*Requirement A*
In the essay on healthcare, which group does the writer say they belong to?
*Requirement B*
Write a continuation of the essay on medicine as magic, starting right after its last sentence.

Remember: medicine is magic

Healthcare is not just another business, and what we buy when we buy it is not just another set of services.  Medicine is magic.

This is clearly true, even though free market types (I'm one) want to see it as amenable to normal laws of supply and demand. It’s not that those laws don’t apply to it. They clearly do. It’s just that there are other drives on healthcare consumption far beyond (or beneath) those laws that make it hard to analogize from other businesses.

All these people screaming at healthcare meetings show that. Agree or disagree with their position, they are not just dupes of sinister manipulators. There's more to it than that.  They have visceral reactions to what is being proposed. It doesn’t even matter if they’ve understood the proposed changes—arguably, almost none of us understand any of the plan, we just decide by who is proposing it whether we think it's good or bad—but it’s clear that they are driven to respond, in a way they would not be on other subjects.

Entries drawn from a collection
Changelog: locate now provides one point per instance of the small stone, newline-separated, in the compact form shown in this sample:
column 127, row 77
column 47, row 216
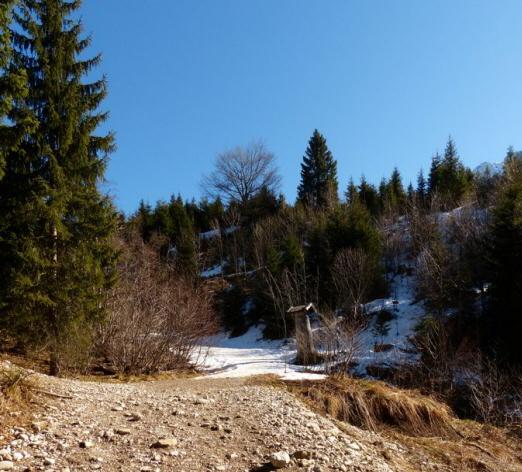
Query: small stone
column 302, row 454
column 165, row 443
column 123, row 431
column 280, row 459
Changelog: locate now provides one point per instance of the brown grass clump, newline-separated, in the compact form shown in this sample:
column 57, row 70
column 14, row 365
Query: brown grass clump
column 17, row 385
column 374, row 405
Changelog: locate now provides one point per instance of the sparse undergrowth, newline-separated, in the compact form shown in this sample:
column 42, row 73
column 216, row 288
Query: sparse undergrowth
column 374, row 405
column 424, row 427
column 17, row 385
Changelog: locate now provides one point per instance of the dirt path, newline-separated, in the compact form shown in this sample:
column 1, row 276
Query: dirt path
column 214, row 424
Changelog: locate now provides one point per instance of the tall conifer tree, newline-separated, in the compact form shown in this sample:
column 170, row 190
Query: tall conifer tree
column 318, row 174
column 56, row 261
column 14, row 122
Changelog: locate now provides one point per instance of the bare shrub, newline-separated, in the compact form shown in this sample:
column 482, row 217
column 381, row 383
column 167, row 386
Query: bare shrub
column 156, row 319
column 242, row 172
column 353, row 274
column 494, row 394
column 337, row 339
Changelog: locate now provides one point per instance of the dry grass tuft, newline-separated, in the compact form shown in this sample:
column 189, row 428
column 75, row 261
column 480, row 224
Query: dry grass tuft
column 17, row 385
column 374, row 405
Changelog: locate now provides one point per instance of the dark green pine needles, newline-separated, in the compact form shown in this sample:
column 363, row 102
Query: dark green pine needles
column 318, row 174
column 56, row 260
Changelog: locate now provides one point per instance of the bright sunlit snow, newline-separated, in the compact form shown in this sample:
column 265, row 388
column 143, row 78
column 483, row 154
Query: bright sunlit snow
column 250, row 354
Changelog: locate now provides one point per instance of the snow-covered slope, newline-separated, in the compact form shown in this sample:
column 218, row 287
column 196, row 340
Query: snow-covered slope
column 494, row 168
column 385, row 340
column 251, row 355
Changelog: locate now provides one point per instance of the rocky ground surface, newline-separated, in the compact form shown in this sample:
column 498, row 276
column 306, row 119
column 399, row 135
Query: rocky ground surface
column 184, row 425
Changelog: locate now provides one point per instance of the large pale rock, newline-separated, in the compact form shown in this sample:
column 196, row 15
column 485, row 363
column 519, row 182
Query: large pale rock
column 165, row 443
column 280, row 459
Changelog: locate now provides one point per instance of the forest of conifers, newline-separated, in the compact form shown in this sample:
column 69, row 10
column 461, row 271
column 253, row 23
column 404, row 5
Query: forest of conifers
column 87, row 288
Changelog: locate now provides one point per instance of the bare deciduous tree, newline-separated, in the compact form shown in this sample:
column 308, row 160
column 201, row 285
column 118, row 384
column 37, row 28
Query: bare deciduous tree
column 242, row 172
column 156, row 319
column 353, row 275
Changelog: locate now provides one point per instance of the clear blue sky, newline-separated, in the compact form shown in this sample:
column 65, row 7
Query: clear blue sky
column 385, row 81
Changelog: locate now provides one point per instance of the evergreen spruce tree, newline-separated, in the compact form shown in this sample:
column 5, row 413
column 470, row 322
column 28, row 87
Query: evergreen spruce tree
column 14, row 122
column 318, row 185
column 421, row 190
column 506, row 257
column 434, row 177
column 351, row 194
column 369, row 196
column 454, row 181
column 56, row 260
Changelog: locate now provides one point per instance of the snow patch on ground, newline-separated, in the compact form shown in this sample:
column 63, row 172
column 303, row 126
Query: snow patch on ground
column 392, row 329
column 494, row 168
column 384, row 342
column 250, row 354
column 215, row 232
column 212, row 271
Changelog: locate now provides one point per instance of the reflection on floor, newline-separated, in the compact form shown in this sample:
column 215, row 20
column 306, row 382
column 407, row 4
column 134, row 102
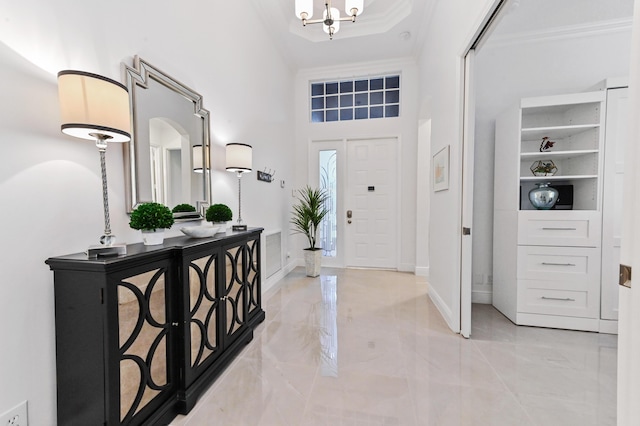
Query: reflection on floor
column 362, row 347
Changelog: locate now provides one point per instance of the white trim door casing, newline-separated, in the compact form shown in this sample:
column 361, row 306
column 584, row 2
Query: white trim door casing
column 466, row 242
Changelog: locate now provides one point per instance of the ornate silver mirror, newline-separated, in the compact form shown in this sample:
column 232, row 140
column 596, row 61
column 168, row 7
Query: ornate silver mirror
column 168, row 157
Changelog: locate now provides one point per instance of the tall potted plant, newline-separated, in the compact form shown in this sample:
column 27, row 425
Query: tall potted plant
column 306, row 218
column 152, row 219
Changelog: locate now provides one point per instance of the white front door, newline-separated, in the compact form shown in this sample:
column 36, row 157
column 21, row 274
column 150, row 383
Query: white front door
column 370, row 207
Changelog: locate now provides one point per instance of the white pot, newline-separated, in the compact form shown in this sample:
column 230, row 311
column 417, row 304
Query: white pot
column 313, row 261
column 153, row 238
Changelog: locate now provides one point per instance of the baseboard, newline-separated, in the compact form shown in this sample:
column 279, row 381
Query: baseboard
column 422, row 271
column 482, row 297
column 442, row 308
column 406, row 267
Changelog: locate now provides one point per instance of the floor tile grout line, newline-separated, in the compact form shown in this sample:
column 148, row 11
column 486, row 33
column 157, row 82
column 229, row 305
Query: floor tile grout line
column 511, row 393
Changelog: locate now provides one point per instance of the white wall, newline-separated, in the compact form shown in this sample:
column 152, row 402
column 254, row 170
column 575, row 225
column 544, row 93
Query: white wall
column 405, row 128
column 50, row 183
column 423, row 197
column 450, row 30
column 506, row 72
...
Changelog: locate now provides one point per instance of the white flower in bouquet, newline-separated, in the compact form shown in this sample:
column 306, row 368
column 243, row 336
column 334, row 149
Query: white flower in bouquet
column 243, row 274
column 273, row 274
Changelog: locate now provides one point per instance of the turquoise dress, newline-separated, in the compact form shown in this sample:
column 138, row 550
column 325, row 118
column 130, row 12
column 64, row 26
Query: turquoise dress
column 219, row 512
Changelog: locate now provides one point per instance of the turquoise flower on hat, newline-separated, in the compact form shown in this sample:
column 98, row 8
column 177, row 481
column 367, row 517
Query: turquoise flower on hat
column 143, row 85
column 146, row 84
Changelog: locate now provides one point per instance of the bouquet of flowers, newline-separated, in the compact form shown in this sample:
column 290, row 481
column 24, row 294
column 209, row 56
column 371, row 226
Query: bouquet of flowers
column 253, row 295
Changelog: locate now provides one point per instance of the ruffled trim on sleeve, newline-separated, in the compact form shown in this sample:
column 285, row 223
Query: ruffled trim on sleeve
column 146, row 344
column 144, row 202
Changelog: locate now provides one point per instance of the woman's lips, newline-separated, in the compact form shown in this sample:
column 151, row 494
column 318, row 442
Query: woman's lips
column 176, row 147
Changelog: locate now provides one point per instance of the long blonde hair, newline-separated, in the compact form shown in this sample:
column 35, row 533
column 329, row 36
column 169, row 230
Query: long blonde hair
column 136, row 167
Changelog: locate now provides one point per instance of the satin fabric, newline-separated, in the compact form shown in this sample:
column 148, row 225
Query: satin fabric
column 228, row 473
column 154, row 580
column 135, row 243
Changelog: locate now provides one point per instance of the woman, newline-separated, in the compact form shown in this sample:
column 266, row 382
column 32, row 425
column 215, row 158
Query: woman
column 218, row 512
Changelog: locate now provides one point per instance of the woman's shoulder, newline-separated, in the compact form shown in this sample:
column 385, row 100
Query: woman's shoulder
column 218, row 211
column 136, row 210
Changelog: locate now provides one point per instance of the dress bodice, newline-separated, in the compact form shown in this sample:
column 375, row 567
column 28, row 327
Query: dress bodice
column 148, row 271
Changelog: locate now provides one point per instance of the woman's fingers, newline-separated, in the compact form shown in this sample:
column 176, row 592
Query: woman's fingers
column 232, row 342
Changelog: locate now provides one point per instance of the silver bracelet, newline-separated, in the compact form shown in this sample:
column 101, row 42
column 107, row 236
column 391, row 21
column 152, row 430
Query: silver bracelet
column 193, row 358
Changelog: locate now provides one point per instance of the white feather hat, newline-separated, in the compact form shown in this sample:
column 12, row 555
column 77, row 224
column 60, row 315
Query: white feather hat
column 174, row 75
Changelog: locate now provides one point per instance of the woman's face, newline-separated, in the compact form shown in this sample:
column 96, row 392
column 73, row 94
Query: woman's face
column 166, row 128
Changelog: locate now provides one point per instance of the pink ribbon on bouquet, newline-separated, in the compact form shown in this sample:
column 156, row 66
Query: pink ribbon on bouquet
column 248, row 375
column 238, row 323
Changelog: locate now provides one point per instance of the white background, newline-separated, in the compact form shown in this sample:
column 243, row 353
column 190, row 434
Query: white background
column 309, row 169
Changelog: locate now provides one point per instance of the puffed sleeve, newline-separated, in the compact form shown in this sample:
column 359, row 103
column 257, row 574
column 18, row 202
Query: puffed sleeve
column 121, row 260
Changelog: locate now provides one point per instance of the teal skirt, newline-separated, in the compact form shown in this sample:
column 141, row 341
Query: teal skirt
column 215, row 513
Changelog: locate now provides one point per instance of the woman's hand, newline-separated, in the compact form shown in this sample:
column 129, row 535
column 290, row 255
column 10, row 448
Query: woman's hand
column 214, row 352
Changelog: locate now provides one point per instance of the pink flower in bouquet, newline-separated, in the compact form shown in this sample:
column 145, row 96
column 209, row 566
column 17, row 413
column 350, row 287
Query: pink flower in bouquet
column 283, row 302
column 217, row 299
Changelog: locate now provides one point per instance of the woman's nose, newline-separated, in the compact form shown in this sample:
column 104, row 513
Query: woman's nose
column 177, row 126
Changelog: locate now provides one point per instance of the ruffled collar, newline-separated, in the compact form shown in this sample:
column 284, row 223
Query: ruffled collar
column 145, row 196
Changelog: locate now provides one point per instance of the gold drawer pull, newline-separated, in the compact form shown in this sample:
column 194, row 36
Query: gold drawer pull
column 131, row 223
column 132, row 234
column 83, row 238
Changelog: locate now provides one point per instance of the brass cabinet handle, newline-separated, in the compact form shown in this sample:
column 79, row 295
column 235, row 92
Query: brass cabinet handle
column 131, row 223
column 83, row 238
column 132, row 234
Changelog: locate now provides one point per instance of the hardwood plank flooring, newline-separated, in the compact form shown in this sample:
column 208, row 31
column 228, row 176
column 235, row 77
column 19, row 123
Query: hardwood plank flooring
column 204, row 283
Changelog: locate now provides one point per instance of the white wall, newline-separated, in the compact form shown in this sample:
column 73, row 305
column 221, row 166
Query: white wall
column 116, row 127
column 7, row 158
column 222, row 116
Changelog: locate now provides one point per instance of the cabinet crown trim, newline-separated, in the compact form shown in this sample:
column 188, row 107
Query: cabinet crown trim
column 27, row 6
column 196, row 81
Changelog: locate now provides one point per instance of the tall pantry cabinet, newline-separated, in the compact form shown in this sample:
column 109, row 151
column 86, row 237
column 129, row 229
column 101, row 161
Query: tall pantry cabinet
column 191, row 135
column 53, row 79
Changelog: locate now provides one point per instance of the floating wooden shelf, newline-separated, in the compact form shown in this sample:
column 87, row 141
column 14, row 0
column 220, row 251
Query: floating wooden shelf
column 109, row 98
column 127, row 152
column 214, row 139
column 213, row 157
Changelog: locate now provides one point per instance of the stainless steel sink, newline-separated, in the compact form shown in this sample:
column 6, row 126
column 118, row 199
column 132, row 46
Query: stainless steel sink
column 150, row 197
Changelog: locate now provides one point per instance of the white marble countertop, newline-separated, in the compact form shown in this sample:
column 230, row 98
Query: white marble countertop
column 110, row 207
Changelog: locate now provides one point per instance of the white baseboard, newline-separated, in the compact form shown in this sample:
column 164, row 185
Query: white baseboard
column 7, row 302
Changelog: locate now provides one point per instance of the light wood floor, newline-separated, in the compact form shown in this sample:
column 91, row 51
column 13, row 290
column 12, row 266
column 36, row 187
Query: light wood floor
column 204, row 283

*Answer space A*
Free market types.

*Answer space B*
There have always been doctors, and they have always supplied a service to meet a demand. This is true, even though until about 1910 or so, physicians killed more people than they helped. Before the mid-19th century, all they could really do was bleed you, blister you, make you throw up, or give you diarrhea. And, aside from bone-setting and a few crude surgical techniques that probably still killed you as often as they helped you, that was about all they could do for you. None of those "treatments" did a damn bit of good, but they often weakened you or dehydrated you, so you died sooner. And when physicians put you into a hospital, all that did was put you in close contact with people who had diseases even worse than yours.

But people kept paying for medical services, and the wealthy paid more and got physicians with elaborate degrees from Oxford or Paris who knew nothing whatsoever about the human body. So the wealthy died more often from overexcited physician interventions.  And, what’s more, every physician was positive that what he was doing was beneficial.  People wanted to be treated, so physicians existed, were trained, had certifications, etc., showing that economics is often the achievement of irrational goals through rational means.

So there is an emotional substructure to these debates that needs to be recognized. You can talk comparative effectiveness, you can talk procedures that have no positive outcome, you can talk overused imaging equipment...all of it essential to maneuver to improvements in healthcare provision, but it won’t go anywhere unless you realize that healthcare is still, at its root, magic, and doctors are magicians. It just so happens that their magic both works (a topic for another post) and costs an incredible amount of money.